Data section:
==================================================
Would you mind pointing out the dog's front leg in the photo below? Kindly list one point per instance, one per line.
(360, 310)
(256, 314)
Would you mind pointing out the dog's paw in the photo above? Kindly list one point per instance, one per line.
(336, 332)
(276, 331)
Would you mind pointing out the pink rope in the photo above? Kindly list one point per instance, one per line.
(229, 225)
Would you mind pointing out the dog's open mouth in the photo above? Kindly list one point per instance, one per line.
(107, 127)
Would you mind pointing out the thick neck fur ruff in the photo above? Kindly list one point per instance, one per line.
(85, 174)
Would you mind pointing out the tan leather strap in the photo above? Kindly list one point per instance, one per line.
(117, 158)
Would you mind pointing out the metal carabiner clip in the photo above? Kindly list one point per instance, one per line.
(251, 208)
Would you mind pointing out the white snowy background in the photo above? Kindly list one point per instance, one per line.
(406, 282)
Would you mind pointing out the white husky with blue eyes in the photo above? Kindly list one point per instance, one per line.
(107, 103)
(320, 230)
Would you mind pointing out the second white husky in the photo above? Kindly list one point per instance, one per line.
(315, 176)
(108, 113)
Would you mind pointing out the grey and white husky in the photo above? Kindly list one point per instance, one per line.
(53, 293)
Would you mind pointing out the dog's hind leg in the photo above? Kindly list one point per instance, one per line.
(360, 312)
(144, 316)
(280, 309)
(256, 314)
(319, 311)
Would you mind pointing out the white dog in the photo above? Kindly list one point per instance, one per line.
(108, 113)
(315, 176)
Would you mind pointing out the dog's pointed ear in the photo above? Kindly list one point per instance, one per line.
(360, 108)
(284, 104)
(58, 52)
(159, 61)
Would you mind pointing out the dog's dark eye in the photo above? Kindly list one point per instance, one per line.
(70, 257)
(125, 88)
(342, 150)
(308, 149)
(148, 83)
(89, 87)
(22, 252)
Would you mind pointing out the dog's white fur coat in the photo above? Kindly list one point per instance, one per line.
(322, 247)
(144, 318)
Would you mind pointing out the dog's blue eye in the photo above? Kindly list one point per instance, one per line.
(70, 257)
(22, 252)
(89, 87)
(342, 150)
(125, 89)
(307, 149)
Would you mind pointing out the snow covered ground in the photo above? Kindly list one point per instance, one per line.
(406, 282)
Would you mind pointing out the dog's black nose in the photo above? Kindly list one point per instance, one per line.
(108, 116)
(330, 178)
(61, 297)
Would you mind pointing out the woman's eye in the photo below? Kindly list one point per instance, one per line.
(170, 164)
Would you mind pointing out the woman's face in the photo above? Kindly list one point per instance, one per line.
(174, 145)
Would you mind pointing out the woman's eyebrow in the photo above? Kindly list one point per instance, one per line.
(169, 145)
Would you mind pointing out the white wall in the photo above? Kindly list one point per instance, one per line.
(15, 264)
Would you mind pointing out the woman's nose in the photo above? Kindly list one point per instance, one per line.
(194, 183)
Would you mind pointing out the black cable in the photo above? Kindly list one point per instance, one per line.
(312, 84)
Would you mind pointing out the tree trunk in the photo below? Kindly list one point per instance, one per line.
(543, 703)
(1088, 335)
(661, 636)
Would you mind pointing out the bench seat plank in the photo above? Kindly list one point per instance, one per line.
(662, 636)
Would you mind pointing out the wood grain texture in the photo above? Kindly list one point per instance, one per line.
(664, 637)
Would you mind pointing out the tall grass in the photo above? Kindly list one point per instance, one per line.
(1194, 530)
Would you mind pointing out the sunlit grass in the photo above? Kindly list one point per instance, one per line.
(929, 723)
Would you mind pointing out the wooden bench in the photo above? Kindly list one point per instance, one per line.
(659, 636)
==================================================
Directive:
Retype every entry above, word for word.

Result of this task:
Would you mind pointing out the dog's front leg in the photo below? Kindly list one point per instance, one per line.
(360, 310)
(256, 314)
Would you mind pointing out the dog's paw in the photo above? Kindly list one point per instance, one per line.
(336, 332)
(276, 331)
Would you mind pointing out the pink rope in the photo above? Kindly list one point per instance, one per line.
(229, 225)
Would you mind pointing out the dog's open mouth in the photo above? Kindly list one point per instance, one per line.
(107, 127)
Would you mind pointing out the thick neck fur ruff in the photo above? Kindly list one point per instance, one per line.
(85, 174)
Would you mind pointing out the tan leather strap in the photo above? Kindly list one point per instance, one per line.
(117, 158)
Would you mind pointing out the metal carabiner clip in the photo above? Kindly list one point per instance, one per line.
(251, 208)
Would you mind pointing out the white snowy background in the photo above? Kindly list one point per instance, one per line.
(406, 282)
Would you mind pointing out the white husky with blue eyes in the photo above? Kindly list one point per instance, one per line.
(107, 103)
(320, 230)
Would you mind pointing out the second white husky in the photo above? Kindly list one point per instance, one per line.
(315, 176)
(108, 113)
Would you mind pointing out the grey and white husky in the photo above? Kindly list one point per instance, one per line.
(53, 293)
Would you mind pointing out the dog's hind leg in the photo above? Kindly list one point per instance, one per line.
(360, 312)
(144, 316)
(280, 309)
(256, 314)
(319, 311)
Would you mind pointing out the white dog in the photo above? Kindly list one point per instance, one per line.
(108, 113)
(315, 176)
Would you mind pointing out the dog's pointed ear in the photo above? Kindly list one point per instance, one per line.
(360, 108)
(284, 104)
(58, 52)
(159, 61)
Would you mind pointing out the dog's dark eye in the photo above? Kindly list one point per instance, one per line.
(70, 257)
(125, 88)
(342, 150)
(308, 149)
(148, 83)
(89, 87)
(22, 252)
Would you mind pointing out the dog's white fur coat in the photo above? Kindly list one point per instance, one per line.
(322, 247)
(144, 318)
Would you mind pointing out the dog's blue eye in the photo above? Kindly list one point per instance, one per line.
(70, 257)
(22, 252)
(89, 87)
(342, 150)
(125, 89)
(307, 149)
Would you mind pointing out the snow covered ground in the photo above? Kindly list one point per instance, one per line.
(406, 282)
Would you mind pointing out the dog's black nose in the photo above? Kindly list one point per instance, one per line.
(108, 116)
(330, 178)
(61, 297)
Would you mind pointing out the woman's eye in the photo below? Kindly list one point per instance, one per line.
(170, 164)
Would you mind pointing out the woman's face in the photo above? Kindly list one point per instance, one per line.
(174, 145)
Would you mind pointing out the woman's eyebrow in the photo above? Kindly list one point per instance, one per line.
(169, 145)
Would you mind pointing out the white wall in the photo above? Kindly list one point per instance, one per line.
(15, 264)
Would you mind pointing out the woman's nose in the photo above? Kindly list one point per instance, one per line.
(194, 183)
Would you mind pointing out the black cable in the photo above? Kindly list one point per instance, one per line.
(312, 84)
Would you mind pointing out the tree trunk in the photo below? Kindly list one point per instance, one per line.
(543, 703)
(1088, 335)
(661, 636)
Would you mind pointing out the bench seat plank in the photo above? Kindly list one point per instance, one per line.
(662, 636)
Would you mind pointing out the wood grain texture in the photo above? Kindly list one point per instance, one per line.
(664, 637)
Would you mind pointing out the tall grass in the photo above? Kindly list one point per instance, one per line.
(1194, 530)
Would you mind pointing out the sunlit grass in the photo above? Kindly list one point per instance, one per line.
(929, 723)
Would you mind pointing out the wooden bench in the photo above? Kindly list one point per instance, one per line.
(659, 636)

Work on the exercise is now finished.